▸ Entries provided:

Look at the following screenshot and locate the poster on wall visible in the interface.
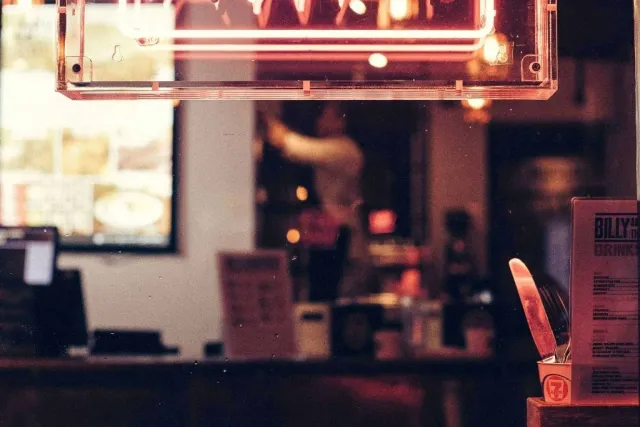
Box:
[571,198,640,405]
[218,250,297,359]
[0,4,176,250]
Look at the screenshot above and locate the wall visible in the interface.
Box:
[427,59,636,278]
[60,4,254,358]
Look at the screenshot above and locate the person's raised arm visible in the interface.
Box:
[267,119,362,173]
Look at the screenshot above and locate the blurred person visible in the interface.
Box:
[264,102,369,301]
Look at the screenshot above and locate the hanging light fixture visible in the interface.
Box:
[461,98,491,124]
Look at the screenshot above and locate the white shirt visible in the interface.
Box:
[282,133,366,259]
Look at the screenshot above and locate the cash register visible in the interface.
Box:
[0,227,87,357]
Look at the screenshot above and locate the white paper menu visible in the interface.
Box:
[570,198,639,404]
[218,250,296,359]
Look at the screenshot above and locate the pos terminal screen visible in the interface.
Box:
[0,227,58,286]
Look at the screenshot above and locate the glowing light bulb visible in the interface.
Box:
[466,98,487,110]
[287,228,300,244]
[349,0,367,15]
[369,53,389,68]
[296,185,309,202]
[293,0,307,12]
[389,0,411,21]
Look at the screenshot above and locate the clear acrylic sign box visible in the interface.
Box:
[56,0,557,100]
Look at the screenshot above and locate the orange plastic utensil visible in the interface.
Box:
[509,258,556,360]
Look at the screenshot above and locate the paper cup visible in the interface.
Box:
[538,361,571,405]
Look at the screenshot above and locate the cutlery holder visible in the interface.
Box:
[538,360,571,405]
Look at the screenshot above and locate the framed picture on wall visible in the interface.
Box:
[0,2,178,252]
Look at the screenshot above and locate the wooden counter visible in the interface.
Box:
[0,355,537,427]
[527,398,640,427]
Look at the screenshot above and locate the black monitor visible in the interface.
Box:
[0,226,58,286]
[31,269,87,357]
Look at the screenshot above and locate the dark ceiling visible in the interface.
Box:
[560,0,633,60]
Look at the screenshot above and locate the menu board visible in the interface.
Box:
[0,4,175,250]
[571,198,640,405]
[218,250,296,359]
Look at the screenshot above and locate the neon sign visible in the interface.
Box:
[53,0,557,99]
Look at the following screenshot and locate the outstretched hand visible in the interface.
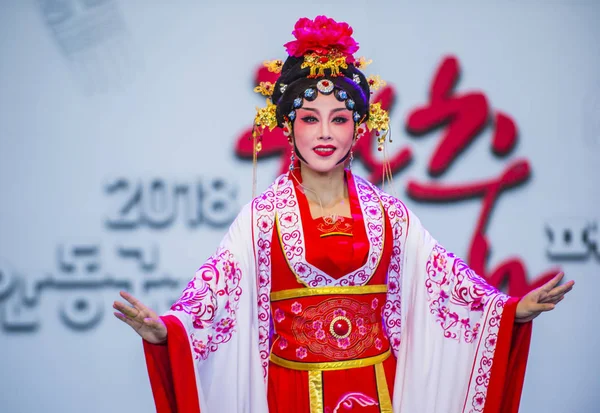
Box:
[515,272,575,323]
[113,291,167,344]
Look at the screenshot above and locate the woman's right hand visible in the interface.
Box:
[113,291,167,344]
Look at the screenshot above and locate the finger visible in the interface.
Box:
[119,291,156,317]
[113,312,139,330]
[535,303,555,312]
[144,318,166,332]
[542,271,565,292]
[113,301,140,322]
[540,284,573,303]
[548,295,565,305]
[119,291,144,307]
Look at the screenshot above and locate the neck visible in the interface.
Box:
[300,164,348,208]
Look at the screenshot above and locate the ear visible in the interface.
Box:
[282,120,293,143]
[354,122,367,145]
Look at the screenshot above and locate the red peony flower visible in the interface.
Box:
[284,16,358,63]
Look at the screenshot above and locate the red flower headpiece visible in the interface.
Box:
[284,16,358,63]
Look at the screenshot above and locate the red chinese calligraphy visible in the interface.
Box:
[407,57,559,296]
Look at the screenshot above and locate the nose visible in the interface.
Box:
[319,122,332,141]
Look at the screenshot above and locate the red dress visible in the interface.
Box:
[268,169,396,413]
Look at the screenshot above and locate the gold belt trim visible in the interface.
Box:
[308,371,323,413]
[271,284,387,301]
[375,363,392,413]
[270,349,392,370]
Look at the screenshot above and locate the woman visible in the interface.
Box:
[114,16,573,413]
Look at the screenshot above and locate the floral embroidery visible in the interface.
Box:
[280,212,298,228]
[375,338,383,350]
[315,329,327,341]
[333,308,346,317]
[275,176,385,287]
[171,247,242,359]
[257,215,273,232]
[338,337,350,350]
[190,333,210,360]
[275,308,285,323]
[292,301,302,315]
[279,337,287,350]
[425,245,498,343]
[296,347,308,360]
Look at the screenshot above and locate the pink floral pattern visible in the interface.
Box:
[190,333,210,360]
[425,244,498,343]
[292,301,302,315]
[171,247,242,359]
[296,347,308,360]
[375,338,383,350]
[378,191,410,357]
[275,308,285,323]
[284,16,358,63]
[278,337,288,350]
[252,182,284,385]
[275,176,385,287]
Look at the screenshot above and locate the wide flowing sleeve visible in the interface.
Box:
[388,207,531,413]
[144,205,267,413]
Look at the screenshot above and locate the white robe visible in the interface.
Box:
[145,171,528,413]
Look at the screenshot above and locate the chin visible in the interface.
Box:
[303,159,346,173]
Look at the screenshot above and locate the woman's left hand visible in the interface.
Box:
[515,272,575,323]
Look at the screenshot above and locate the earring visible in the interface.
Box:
[290,148,296,172]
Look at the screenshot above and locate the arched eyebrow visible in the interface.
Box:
[300,107,348,115]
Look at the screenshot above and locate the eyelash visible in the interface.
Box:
[302,116,348,125]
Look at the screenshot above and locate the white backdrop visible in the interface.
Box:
[0,0,600,413]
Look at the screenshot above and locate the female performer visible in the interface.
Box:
[114,16,573,413]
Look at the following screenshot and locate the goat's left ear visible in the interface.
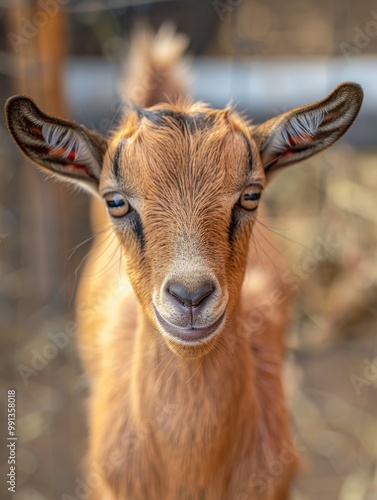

▸ Exercise description: Revise everything from the start of the items down to the line containing "[264,102,369,301]", changing "visible in the interface" to "shown in the picture" and keeping all else as it is. Leave the pictures out of your answer.

▸ Exercise response:
Look at the following screenshot and locate the poster on wall shown in the picture.
Box:
[571,198,640,405]
[218,250,297,359]
[0,4,176,250]
Look at the screenshot above and locate the wall shown in the picture.
Box:
[427,59,636,278]
[60,4,254,358]
Look at the screenshot above and locate the person's raised arm shown in the picture.
Box:
[267,119,362,173]
Look at the screenshot above and locate the blurred person shown in the picture.
Box:
[264,102,369,301]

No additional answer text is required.